Top of Selected passage

When we talk about stress, it’s not just your work stress or emotional stress that counts. All sorts of physiological stresses also stack up creating an accumulation of factors all impacting stress hormones. For example: lack of sleep, blood sugar irregularities, chronic pain or inflammation, food sensitivities, toxin exposure, over-exercising, chronic infections – all impact your stress response.

What this means however, that you can lower your overall stress by tackling some of the simpler things on the list: practices such as eating regular meals, exercising moderately, getting enough sleep and avoiding food sensitivities can make a significant impact. This will lower your load of stresses significantly and bring you farther from your tipping point.

The next step is to bring in practices to activate the relaxation response on a regular basis: meditation, time in nature, breathing exercises, heartrate variability, along with body work that calms the nervous system such as acupuncture, osteopathy and massage. Each of these practices will have a positive impact on your hormone balance, whether it’s irregular periods with PCOS, hot flashes at perimenopause or mood swings with PMS

3. Gut Health

The link between your gut and your hormones is one that many people are not aware of. Let’s start with the pathway that your body uses to clear out estrogen, when all systems are functioning optimally:

  1. Estrogen is first sent to the liver where it is deactivated

  2. It then passes into bile to be excreted into the intestines.

  3. Estrogen ideally stays inactivated, where it then exits the body though the stool.

When the gut microbiome is out of balance, certain bacteria which are now termed the “estrobolome” produce an enzyme called beta-glucuronidase that reactivates estrogen so that it goes back into circulation. Similarly, if you are chronically constipated estrogen is not being eliminated very effectively and is also being reabsorbed. Both of these situations create an excessive load of estrogen.

When estrogen is out of balance, and specifically being recirculated, we end up with an excess of estrogen, also called estrogen dominance that can cause many symptoms of hormone imbalance: heavy periods, painful periods, difficult PMS, breast tenderness, bloating and weight gain. It can also contribute to the long-term risk of conditions such as uterine fibroids and breast cancer.

Bottom of Selected passage
Top of Data provided

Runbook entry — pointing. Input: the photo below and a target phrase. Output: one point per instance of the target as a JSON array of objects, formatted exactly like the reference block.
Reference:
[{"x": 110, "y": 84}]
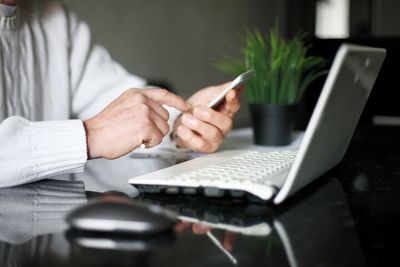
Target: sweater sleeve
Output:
[
  {"x": 31, "y": 151},
  {"x": 96, "y": 79}
]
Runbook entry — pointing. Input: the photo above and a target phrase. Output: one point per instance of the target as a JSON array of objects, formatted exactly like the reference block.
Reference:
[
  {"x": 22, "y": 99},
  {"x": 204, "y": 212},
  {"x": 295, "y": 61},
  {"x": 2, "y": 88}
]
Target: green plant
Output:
[{"x": 282, "y": 70}]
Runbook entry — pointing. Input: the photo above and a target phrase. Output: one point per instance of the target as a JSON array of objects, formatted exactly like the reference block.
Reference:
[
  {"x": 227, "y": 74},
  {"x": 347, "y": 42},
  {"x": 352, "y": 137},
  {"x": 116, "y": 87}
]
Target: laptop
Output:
[{"x": 275, "y": 175}]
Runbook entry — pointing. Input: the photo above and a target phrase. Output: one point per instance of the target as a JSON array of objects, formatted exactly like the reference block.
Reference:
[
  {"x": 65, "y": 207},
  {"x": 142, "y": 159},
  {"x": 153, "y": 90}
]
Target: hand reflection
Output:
[{"x": 202, "y": 229}]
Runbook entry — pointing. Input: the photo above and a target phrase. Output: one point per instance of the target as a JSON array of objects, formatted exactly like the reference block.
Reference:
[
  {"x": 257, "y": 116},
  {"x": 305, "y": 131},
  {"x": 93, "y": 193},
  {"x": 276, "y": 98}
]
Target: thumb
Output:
[{"x": 165, "y": 97}]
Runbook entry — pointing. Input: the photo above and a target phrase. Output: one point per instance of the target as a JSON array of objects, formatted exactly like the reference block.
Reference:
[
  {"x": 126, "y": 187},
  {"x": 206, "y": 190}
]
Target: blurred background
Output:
[{"x": 175, "y": 42}]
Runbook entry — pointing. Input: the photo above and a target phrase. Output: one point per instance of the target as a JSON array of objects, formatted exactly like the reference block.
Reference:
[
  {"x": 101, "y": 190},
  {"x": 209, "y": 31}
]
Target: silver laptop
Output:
[{"x": 278, "y": 174}]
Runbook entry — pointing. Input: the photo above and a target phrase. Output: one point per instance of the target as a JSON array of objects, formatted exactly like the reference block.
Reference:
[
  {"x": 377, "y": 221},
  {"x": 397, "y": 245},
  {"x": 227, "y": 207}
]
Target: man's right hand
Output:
[{"x": 136, "y": 117}]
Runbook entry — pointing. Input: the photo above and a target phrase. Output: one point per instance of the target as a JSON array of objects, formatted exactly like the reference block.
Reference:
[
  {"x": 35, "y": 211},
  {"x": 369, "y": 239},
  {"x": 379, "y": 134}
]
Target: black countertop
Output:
[{"x": 348, "y": 217}]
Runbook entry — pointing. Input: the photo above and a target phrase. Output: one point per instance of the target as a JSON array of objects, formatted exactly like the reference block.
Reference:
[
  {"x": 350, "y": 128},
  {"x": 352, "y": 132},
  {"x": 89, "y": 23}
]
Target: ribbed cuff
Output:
[{"x": 58, "y": 147}]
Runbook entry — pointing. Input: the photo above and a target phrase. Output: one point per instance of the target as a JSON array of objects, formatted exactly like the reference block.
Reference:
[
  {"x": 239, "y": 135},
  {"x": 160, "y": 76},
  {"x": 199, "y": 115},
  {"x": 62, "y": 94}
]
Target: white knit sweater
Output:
[{"x": 51, "y": 77}]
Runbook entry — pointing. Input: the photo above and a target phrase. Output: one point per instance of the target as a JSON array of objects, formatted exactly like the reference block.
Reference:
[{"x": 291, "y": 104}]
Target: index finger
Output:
[{"x": 165, "y": 97}]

Bottom of Data provided

[What to do]
Continue the hormone balance passage from where it stops. The items are separate material and have no connection to the hormone balance passage.

[Result]
Steps you can take to balance your estrogen through the gut:

  1. Eat more vegetables and increase fibre intake: Fibre from vegetables especially helps to create a healthy microbiome, and reduce beta-glucuronidase activity.

  2. Reduce sugar and alcohol, both of which negatively affect your microbiome and how you clear out estrogen.

  3. Take a probiotic: Even simple probiotics such as Lactobacillus acidophilus can improve your estrogen metabolism by decreasing the activity of beta-glucuronidase.

  4. Get help with clearing out the ‘bad bugs’– yeast, bacteria and parasites. With the right nutrition plan, anti-microbial supplements and a good probiotic we can very easily restore balance to the gut microbiome in a way that can profoundly help your hormone balance.

Focusing on the gut is  the number one treatment for PMS mood swings, breast tenderness, bloating, food cravings. Rebalancing the gut microbiome, especially clearing yeast, adding fibre can make a phenomenal difference.

What’s Next?

If you would like to really understand your hormone balance, and get to the root cause we begin by assessing each of these three categories: nutrition and blood sugar balance, stress levels, and gut health. It is remarkable how the body will bring hormones into balance when you treat the underlying cause. Hormones are truly my passion, and understanding how everything interconnects to create balance in mood, energy, motivation, fertility and outlook is a gratifying process with amazing results.